◆ WRITTEN TASK A:
In the email, how many of the chickens are described as dull, uninspiring mother hens?

◆ SUPPLIED PASSAGE:
* * *

We are managing very well, thank you. We are well occupied with chickens down the bottom of the garden. Lockdown chickens. One of them is slightly unhinged and fun and the other three are dull, uninspiring mother hens. Good for eggs and that's about it. We thought the unhinged one was a rooster for a while. Until he laid an egg. He would fit right in, if he applied for a humanities course at La Trobe.
I like that photo of you at the start of Mass this morning. The one of you on that rock.
If you'll allow me to be SLIGHTLY irreverent, I can see that Matthew 16:18 might have been lost in translation a touch.
I suspect in the original language it read: "... you are Peter, and on this rock, with some rusty wire leaning up against it, I will build my church."
Peter: "Is the rusty wire canon law, or optional?"
Jesus: "It's about time you started to work out a few things for yourself, Peter."
OK, I'm about to have a look at some of your photos! I hope you are keeping well, and thanks as always for the nice words. Makes a nice change, compared to all the stuff everyone else bangs on and on and on about!
Kind regards
___
Hi Fr. ___,
That's one thing I like about photography. And there's potentially another kind of magic in it, I think? Even beyond that scenery you captured?
(Not directly related to all of this below, by the way, but on a similar theme, I think that it was David Hume, the Scottish Philosopher, who sought to knock off Descartes' "I Think Therefore I Am" on a certain something to do with "time"? I think it was to do with Descartes' idea that you can doubt the reality of everything you perceive to physically exist, but you can't doubt the reality of God, essentially. And Hume (who was more in the Newton / Age of Reason period) sought to argue that the opposite might be true. On the basis that that thought Descartes was having (as in "I Think ... ") occupies a finite period of time. And time brings space into existence, at least. And therefore, just having a thought proves the existence of time and space, at least, and therefore why not matter and energy? ... having said all that, but my guess is that you would suggest that both of them are right - just relax, guys, and let both God "and" his creation exist in peace ...)
Anyway, back to photography, which Hume didn't have, though he could well have been into painting pictures for all I know ...
My sense of this is that in real life, those waves might well have been in that general orientation for only 100th of a second, as you say. But is it true that when you went "click" you kind of captured an instant WITHIN that finite period of time? Or a set of instants, as the photons of light landed on the photographic paper while the shutter was open, making each "spot" in that photo a representation of something that happened in an instant in time, when a photon of light bounced off an atom near the surface of one of those waves, or whatever? Unless that "impulse" of a photon bouncing off a wave takes a finite amount of time ... I actually don't know the answer to that. Hmmm, my brain just red-lined. OK, moving right along, because this email is only for fun anyway ...

* * *

◆ GIVEN INFORMATION:
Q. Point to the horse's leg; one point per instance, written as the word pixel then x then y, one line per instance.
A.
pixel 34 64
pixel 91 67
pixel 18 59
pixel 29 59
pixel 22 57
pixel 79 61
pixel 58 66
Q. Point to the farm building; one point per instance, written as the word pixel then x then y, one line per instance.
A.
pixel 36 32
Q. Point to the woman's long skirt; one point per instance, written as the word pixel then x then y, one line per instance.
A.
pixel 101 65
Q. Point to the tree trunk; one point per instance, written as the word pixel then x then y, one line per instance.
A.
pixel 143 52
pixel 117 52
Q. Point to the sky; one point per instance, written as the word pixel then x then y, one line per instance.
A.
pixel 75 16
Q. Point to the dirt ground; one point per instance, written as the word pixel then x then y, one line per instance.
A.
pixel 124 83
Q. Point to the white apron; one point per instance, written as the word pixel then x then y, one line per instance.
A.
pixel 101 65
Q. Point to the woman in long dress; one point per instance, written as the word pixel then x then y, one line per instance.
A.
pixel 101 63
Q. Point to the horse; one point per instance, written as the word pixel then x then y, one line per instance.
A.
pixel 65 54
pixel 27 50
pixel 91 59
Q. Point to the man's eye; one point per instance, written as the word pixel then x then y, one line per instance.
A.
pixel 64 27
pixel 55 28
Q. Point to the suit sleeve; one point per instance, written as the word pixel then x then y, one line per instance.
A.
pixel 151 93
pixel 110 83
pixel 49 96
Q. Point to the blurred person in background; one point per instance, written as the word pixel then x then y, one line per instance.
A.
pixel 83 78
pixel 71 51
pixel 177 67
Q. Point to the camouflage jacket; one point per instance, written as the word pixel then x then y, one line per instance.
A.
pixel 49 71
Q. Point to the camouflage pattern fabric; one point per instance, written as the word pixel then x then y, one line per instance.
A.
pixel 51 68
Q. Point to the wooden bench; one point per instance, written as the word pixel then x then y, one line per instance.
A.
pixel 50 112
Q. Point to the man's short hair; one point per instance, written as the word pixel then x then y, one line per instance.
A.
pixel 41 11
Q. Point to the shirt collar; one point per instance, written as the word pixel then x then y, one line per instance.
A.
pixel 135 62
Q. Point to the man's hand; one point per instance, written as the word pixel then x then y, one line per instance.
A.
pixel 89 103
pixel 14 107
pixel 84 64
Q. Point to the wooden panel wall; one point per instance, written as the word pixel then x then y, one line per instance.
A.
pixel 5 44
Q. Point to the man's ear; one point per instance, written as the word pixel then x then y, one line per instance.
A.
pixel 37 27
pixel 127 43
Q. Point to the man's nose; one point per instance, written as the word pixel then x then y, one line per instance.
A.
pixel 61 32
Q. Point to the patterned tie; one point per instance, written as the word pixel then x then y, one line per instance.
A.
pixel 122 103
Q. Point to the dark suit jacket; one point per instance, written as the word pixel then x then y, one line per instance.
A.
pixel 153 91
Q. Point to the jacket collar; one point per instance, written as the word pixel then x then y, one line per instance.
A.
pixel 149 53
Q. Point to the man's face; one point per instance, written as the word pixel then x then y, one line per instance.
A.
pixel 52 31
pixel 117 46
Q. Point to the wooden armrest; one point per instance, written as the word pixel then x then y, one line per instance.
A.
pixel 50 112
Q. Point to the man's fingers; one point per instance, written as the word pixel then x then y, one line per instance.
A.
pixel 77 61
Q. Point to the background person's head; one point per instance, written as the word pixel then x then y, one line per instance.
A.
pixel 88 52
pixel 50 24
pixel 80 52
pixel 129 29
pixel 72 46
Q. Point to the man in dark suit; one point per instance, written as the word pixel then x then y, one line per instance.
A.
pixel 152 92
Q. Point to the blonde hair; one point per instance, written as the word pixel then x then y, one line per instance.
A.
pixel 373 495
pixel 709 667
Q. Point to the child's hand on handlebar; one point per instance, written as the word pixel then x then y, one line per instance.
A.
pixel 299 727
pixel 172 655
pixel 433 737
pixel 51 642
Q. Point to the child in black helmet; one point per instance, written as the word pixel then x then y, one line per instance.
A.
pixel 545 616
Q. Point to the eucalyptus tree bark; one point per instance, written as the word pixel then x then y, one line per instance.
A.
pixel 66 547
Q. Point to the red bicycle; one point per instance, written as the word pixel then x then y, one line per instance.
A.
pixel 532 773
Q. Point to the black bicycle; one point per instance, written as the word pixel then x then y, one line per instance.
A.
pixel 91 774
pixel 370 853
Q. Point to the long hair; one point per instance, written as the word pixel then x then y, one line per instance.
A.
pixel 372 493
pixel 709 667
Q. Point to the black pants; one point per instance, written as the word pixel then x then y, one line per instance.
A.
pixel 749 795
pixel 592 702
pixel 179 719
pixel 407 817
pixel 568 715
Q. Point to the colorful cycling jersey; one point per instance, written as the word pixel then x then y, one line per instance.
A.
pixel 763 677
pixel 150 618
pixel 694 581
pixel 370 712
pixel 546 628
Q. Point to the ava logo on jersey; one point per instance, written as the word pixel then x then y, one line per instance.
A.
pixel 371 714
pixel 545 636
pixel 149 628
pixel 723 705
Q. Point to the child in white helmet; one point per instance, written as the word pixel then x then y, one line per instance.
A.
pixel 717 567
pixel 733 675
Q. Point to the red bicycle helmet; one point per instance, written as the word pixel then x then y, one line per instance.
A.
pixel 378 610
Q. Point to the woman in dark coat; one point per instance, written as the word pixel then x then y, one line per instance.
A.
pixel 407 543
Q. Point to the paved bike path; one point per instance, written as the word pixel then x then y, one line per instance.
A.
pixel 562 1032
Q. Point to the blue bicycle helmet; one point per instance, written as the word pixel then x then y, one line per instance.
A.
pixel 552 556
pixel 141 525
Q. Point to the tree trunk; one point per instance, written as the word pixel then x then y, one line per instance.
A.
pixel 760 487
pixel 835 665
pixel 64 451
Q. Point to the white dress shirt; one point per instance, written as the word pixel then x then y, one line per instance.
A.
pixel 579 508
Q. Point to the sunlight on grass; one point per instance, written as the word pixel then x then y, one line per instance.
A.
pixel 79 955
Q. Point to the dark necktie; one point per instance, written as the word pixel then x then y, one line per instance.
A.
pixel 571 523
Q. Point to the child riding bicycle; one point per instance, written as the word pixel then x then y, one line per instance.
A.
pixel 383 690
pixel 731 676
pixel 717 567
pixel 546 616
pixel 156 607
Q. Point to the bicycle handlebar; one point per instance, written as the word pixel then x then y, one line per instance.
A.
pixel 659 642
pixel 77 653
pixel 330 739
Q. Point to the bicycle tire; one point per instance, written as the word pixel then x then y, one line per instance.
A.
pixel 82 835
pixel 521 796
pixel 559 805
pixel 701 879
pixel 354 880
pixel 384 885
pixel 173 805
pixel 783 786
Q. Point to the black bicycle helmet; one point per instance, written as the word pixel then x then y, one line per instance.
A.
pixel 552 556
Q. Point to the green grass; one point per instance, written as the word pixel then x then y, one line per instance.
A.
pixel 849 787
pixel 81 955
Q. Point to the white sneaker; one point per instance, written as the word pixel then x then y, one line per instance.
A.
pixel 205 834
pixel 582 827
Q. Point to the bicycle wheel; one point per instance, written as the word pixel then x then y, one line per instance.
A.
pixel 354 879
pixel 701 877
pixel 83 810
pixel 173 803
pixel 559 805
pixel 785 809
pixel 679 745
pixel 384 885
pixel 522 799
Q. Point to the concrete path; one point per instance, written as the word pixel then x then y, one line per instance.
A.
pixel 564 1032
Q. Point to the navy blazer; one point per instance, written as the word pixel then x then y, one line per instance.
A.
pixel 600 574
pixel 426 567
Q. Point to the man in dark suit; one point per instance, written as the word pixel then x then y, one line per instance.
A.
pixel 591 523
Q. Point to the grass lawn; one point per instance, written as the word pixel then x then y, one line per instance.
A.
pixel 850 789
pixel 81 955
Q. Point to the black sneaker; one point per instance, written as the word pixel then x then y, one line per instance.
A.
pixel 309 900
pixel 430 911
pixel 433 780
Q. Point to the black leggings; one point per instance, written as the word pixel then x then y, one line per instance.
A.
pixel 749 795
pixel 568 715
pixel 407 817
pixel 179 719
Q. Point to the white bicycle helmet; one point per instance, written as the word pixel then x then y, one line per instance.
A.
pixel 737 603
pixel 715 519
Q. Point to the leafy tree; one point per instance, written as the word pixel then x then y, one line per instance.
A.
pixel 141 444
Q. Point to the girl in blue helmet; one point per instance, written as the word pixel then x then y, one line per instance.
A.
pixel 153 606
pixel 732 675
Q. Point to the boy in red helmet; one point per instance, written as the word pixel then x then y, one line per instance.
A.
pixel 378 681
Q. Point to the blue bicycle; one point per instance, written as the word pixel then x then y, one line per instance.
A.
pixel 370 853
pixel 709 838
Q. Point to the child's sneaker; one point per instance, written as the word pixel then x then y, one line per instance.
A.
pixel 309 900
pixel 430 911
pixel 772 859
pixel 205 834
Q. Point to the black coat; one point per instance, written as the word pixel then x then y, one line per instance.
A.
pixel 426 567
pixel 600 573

* * *

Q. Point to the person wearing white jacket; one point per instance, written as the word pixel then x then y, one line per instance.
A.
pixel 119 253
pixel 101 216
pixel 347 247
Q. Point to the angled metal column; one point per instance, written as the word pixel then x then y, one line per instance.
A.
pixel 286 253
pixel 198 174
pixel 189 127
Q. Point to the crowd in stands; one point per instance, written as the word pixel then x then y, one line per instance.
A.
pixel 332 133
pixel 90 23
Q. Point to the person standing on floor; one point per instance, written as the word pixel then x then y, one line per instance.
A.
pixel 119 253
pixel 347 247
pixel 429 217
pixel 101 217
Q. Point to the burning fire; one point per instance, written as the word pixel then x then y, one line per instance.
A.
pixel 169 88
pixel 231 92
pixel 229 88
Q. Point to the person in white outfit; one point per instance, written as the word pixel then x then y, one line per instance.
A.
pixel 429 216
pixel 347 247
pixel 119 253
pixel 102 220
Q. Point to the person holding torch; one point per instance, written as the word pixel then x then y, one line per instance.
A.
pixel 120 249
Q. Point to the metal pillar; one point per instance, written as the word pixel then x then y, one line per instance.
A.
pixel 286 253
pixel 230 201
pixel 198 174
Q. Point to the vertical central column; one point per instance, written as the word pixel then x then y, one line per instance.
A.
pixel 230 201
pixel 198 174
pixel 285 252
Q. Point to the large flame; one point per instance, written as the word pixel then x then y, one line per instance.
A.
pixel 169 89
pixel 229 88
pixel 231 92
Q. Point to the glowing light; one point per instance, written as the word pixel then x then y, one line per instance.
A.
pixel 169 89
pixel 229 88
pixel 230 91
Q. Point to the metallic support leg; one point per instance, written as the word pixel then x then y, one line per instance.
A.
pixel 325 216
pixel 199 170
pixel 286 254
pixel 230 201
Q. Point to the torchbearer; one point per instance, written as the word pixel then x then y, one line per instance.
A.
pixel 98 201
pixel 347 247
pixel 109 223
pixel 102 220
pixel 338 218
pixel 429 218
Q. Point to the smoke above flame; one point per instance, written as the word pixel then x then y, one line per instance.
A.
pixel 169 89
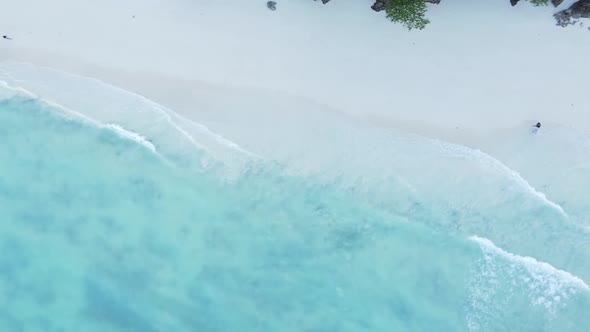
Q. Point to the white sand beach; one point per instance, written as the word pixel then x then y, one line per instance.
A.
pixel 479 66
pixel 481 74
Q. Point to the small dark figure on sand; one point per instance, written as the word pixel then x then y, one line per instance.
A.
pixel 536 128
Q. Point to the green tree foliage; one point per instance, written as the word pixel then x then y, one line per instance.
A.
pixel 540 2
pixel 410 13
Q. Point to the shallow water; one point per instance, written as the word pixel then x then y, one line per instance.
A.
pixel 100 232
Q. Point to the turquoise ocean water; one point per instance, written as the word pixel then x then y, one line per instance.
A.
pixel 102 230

* * *

◆ WRITTEN TASK B:
Extract lines from the entries verbatim, beginning at the line that contains "Q. Point to the horse's" and stopping after the line that contains "pixel 177 67", with both of those lines included.

◆ EXERCISE SOLUTION A:
Three.

◆ EXERCISE SOLUTION B:
Q. Point to the horse's leg; one point per instance, written as the word pixel then x then y, one line per instance.
A.
pixel 34 64
pixel 91 67
pixel 18 59
pixel 29 59
pixel 22 57
pixel 79 61
pixel 58 66
Q. Point to the farm building; one point per instance, written as the word pixel then x then y, one line per instance.
A.
pixel 36 32
Q. Point to the woman's long skirt; one point per instance, written as the word pixel then x then y, one line per instance.
A.
pixel 101 65
Q. Point to the tree trunk; one point per instance, written as the word pixel then x then y, one line per instance.
A.
pixel 143 52
pixel 117 52
Q. Point to the sky; one point per instance, written as the word pixel then x then y, one line per instance.
A.
pixel 75 16
Q. Point to the dirt ground; one point per instance, written as the word pixel then x then y, one line per instance.
A.
pixel 124 83
Q. Point to the white apron; one point per instance, written as the word pixel then x then y, one line per instance.
A.
pixel 101 65
Q. Point to the woman in long dress; one point per instance, written as the word pixel then x then y, one line per instance.
A.
pixel 101 63
Q. Point to the horse; one point per instance, written as the word pixel then x then y, one line per instance.
A.
pixel 65 54
pixel 27 50
pixel 91 59
Q. Point to the man's eye; one point per instance, written as the word pixel then x then y, one line per instance.
A.
pixel 64 27
pixel 55 28
Q. Point to the suit sleeve; one point per instance, written as the word pixel then x then y, one line per instance.
A.
pixel 151 93
pixel 110 83
pixel 49 96
Q. Point to the blurred person in background; one point per instance, written as the word pixel then x then y, one line per instance.
A.
pixel 83 78
pixel 71 51
pixel 177 67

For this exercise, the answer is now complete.